### What is being asked
Reproduce every row below with "site survey" replaced by "field inspection" and all other text left unchanged. Omit the pictures from the output.

### Material provided

════════════════

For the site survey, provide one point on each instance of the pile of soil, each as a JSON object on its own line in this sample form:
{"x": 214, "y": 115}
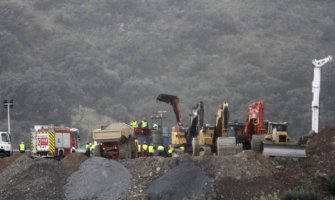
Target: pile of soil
{"x": 185, "y": 180}
{"x": 242, "y": 176}
{"x": 32, "y": 180}
{"x": 6, "y": 161}
{"x": 98, "y": 178}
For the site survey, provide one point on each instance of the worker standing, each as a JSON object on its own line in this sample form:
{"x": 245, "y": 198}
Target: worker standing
{"x": 170, "y": 150}
{"x": 144, "y": 149}
{"x": 155, "y": 126}
{"x": 92, "y": 148}
{"x": 151, "y": 149}
{"x": 161, "y": 150}
{"x": 134, "y": 124}
{"x": 139, "y": 150}
{"x": 144, "y": 123}
{"x": 182, "y": 149}
{"x": 22, "y": 147}
{"x": 88, "y": 149}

════════════════

### The answer
For the field inspection, provide one point on each instance of the pile of soil, each as a JSON object on its own line in this sample form:
{"x": 214, "y": 115}
Target: pile of soil
{"x": 185, "y": 180}
{"x": 242, "y": 176}
{"x": 32, "y": 180}
{"x": 6, "y": 161}
{"x": 98, "y": 178}
For the field inspection, provide one point on each instance of the worker standing, each as a JSON object on its own line in this sample form:
{"x": 245, "y": 198}
Target: worker standing
{"x": 170, "y": 150}
{"x": 144, "y": 149}
{"x": 155, "y": 126}
{"x": 92, "y": 148}
{"x": 151, "y": 149}
{"x": 161, "y": 150}
{"x": 134, "y": 124}
{"x": 139, "y": 150}
{"x": 144, "y": 123}
{"x": 182, "y": 149}
{"x": 22, "y": 147}
{"x": 88, "y": 149}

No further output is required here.